> _Exercice court 1_
Retapez le passage sur l'éthique de la conviction et de la responsabilité, en commençant par « Elle peut s'orienter » et en poursuivant jusqu'à « aval de celle-ci). ».

::::::

Toute activité orientée selon l'éthique peut être
subordonnée à deux maximes totalement différentes et irréductiblement opposées.
Elle peut s'orienter selon l'éthique de la responsabilité ou selon l'éthique de
la conviction.
Max
Weber, Le Savant et le Politique (1919)
L’un des dilemmes irritants de la morale consiste dans cette
opposition entre deux manières différentes de choisir : l’une qui repose
sur la considération des valeurs (en amont de l’action) ; l’autre sur
celle du résultat (en aval de celle-ci).
On a vu hier que Kierkegaard s’en tenait au choix d’agir
selon des valeurs (éthique de la conviction), sans tenir compte du résultat
(éthique de la responsabilité), parce que l’important est dans la psychologie
de l’agent moral. Mais si l’on veut bien entrer dans l’opposition de Weber (1),
on voit bien qu’elle est intimement liée à toute action politique – et en
particulier à celle d’aujourd’hui. Car le débat du jour (à l’intérieur de la
droite) est celui-ci : « Vaut-il
mieux vaut perdre sans l’extrême droite que de gagner avec elle ?
(morale de la conviction) – ou
inversement doit-on dire : l’important
c’est de gagner et peu importe comment » (morale de l’efficacité).
Ce qui est important, c’est de remarquer qu’on a affaire à
un choix qui est d’abord moral et pas seulement politique. J’admets bien sûr
que ceux qui affirment que « l’important
c’est d’arriver au pouvoir et peu importe avec qui », sont des gens
qui font une carrière politique et non de moraliste.

::::::

> _Exercice court 2_
Dans le listing, substituez « dot » à « point » en commençant par la ligne contenant « of the dark » et en poursuivant jusqu'à la ligne contenant « pixel 529 87 », sans rien modifier d'autre. Ne rendez que ces lignes.

::::::

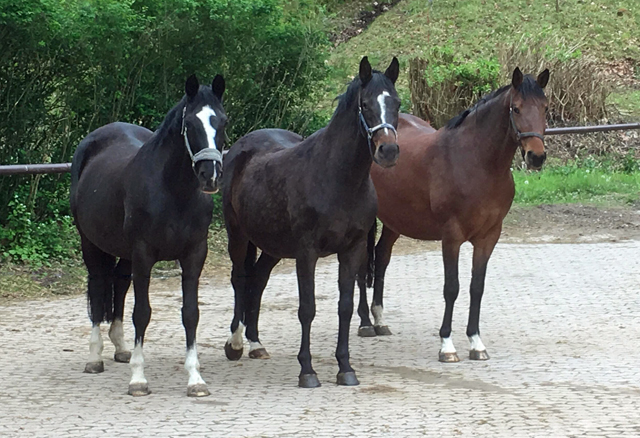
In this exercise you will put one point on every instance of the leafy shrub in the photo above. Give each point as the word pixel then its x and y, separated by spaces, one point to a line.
pixel 67 68
pixel 442 85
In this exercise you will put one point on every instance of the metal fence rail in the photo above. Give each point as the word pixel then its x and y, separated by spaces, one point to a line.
pixel 33 169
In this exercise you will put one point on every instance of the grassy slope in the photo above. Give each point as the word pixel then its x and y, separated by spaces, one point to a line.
pixel 477 27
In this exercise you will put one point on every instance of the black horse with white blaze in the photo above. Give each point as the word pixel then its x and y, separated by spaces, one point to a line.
pixel 306 199
pixel 140 197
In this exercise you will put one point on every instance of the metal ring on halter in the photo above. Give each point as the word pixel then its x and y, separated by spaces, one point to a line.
pixel 371 131
pixel 212 154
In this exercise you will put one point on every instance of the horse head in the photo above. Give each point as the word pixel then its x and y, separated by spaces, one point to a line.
pixel 203 124
pixel 527 111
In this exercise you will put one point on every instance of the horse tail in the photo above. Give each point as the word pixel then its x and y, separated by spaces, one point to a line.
pixel 371 250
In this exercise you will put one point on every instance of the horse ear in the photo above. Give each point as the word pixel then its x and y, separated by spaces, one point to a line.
pixel 365 71
pixel 543 78
pixel 192 86
pixel 517 78
pixel 393 70
pixel 218 86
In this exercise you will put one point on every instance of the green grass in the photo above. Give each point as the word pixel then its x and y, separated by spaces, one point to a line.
pixel 572 184
pixel 477 28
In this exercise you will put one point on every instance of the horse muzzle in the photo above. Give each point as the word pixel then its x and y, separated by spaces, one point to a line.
pixel 209 176
pixel 534 161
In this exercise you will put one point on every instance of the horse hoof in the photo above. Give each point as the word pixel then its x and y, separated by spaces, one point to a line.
pixel 231 353
pixel 122 357
pixel 259 353
pixel 94 367
pixel 139 389
pixel 448 357
pixel 478 355
pixel 308 381
pixel 348 379
pixel 199 390
pixel 367 331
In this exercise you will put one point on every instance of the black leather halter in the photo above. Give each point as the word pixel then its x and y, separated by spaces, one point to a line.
pixel 212 154
pixel 521 135
pixel 371 131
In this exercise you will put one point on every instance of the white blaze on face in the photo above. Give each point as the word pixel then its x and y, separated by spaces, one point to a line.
pixel 383 108
pixel 205 115
pixel 192 366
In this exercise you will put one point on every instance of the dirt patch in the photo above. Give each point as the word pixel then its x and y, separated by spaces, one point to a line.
pixel 364 16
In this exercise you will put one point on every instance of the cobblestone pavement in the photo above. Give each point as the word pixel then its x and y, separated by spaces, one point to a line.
pixel 560 323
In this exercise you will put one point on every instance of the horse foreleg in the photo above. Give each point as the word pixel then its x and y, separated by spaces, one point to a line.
pixel 142 265
pixel 191 269
pixel 350 262
pixel 305 269
pixel 482 249
pixel 366 329
pixel 383 256
pixel 240 258
pixel 450 253
pixel 263 268
pixel 121 283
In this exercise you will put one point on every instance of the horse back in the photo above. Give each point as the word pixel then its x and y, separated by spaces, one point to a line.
pixel 97 175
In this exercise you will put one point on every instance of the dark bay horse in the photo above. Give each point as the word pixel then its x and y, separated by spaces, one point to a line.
pixel 305 199
pixel 455 185
pixel 141 196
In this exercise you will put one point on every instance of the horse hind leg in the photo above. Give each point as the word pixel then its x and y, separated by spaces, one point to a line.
pixel 100 300
pixel 382 258
pixel 243 256
pixel 259 280
pixel 121 283
pixel 482 250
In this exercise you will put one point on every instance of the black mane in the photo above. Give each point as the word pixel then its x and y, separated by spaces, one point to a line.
pixel 529 87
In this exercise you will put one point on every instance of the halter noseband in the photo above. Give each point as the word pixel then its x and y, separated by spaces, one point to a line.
pixel 212 154
pixel 371 131
pixel 521 135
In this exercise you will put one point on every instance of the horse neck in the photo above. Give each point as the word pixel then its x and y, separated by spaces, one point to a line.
pixel 170 154
pixel 345 152
pixel 493 141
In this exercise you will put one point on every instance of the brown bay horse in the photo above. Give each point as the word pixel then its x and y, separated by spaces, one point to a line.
pixel 304 199
pixel 455 185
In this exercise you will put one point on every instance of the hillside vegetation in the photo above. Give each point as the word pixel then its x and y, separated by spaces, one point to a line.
pixel 608 30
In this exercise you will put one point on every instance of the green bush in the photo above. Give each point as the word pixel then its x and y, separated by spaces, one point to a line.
pixel 443 84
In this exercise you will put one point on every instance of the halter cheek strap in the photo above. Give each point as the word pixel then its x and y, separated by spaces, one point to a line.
pixel 371 131
pixel 521 135
pixel 212 154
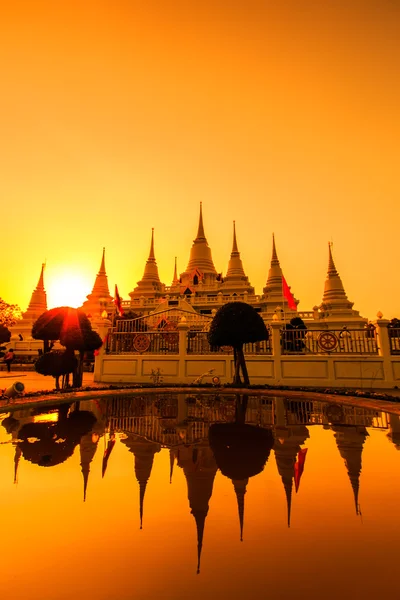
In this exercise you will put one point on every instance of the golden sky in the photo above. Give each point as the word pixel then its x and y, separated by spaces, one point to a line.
pixel 118 116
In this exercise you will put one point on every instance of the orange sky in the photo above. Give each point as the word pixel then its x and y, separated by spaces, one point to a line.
pixel 119 116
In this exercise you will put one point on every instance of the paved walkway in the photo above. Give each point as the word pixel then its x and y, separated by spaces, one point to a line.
pixel 34 382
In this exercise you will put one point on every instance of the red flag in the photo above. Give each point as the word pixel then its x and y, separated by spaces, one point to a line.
pixel 118 302
pixel 288 295
pixel 97 352
pixel 299 467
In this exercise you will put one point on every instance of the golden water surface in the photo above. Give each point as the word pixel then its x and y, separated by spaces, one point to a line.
pixel 75 481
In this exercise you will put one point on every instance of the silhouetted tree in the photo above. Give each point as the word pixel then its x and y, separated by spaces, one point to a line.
pixel 57 364
pixel 5 334
pixel 236 324
pixel 72 327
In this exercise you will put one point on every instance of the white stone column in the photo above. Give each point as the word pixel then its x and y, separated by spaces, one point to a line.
pixel 383 343
pixel 183 328
pixel 276 349
pixel 102 326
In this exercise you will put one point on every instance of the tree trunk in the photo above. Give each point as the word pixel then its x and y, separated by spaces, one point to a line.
pixel 241 407
pixel 242 363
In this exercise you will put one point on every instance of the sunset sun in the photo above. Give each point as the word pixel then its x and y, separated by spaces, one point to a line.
pixel 67 288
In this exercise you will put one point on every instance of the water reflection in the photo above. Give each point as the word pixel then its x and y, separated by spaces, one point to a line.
pixel 236 435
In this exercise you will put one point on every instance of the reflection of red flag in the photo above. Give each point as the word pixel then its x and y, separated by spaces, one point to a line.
pixel 288 295
pixel 118 302
pixel 299 467
pixel 110 446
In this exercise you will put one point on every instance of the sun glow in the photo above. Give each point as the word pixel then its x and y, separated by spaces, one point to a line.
pixel 67 288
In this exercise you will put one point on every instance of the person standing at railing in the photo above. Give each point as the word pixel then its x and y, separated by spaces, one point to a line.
pixel 8 358
pixel 345 340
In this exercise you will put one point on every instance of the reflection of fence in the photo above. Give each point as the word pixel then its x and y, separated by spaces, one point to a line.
pixel 171 419
pixel 314 341
pixel 315 413
pixel 394 340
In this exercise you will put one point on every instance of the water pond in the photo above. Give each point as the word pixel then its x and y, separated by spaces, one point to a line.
pixel 181 496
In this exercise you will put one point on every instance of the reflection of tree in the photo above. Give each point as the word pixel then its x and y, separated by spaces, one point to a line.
pixel 56 441
pixel 240 451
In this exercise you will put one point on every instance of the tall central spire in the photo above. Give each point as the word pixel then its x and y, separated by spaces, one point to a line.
pixel 235 270
pixel 200 253
pixel 150 284
pixel 99 299
pixel 273 290
pixel 334 300
pixel 200 231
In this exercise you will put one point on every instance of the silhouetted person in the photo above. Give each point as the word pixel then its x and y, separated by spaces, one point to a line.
pixel 8 358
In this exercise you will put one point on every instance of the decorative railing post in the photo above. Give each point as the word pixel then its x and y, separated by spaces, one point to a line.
pixel 183 328
pixel 276 349
pixel 382 334
pixel 102 327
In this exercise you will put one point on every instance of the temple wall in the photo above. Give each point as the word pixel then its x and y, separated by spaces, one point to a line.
pixel 375 371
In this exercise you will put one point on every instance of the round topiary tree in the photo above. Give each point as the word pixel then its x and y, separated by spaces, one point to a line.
pixel 72 327
pixel 236 324
pixel 5 334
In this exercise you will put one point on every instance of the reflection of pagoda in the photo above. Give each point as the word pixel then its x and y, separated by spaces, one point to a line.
pixel 87 448
pixel 394 432
pixel 199 467
pixel 143 451
pixel 288 441
pixel 350 441
pixel 240 490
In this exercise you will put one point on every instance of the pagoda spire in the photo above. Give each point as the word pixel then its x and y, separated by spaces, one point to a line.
pixel 151 254
pixel 274 259
pixel 273 290
pixel 234 244
pixel 150 284
pixel 200 254
pixel 100 298
pixel 175 280
pixel 40 285
pixel 334 300
pixel 235 272
pixel 240 490
pixel 102 270
pixel 200 230
pixel 171 464
pixel 38 303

::::::

> _Résultat attendu 1_
Elle peut s'orienter selon l'éthique de la responsabilité ou selon l'éthique de
la conviction.
Max
Weber, Le Savant et le Politique (1919)
L’un des dilemmes irritants de la morale consiste dans cette
opposition entre deux manières différentes de choisir : l’une qui repose
sur la considération des valeurs (en amont de l’action) ; l’autre sur
celle du résultat (en aval de celle-ci).

> _Résultat attendu 2_
In this exercise you will put one dot on every instance of the dark bay horse in the photo above. Give each dot as the word pixel then its x and y, separated by spaces, one dot to a line.
pixel 305 199
pixel 455 185
pixel 141 196
In this exercise you will put one dot on every instance of the horse hind leg in the photo above. Give each dot as the word pixel then its x and y, separated by spaces, one dot to a line.
pixel 100 300
pixel 382 258
pixel 243 256
pixel 259 280
pixel 121 283
pixel 482 250
In this exercise you will put one dot on every instance of the black mane in the photo above. Give each dot as the word pixel then its x and y, separated by spaces, one dot to a line.
pixel 529 87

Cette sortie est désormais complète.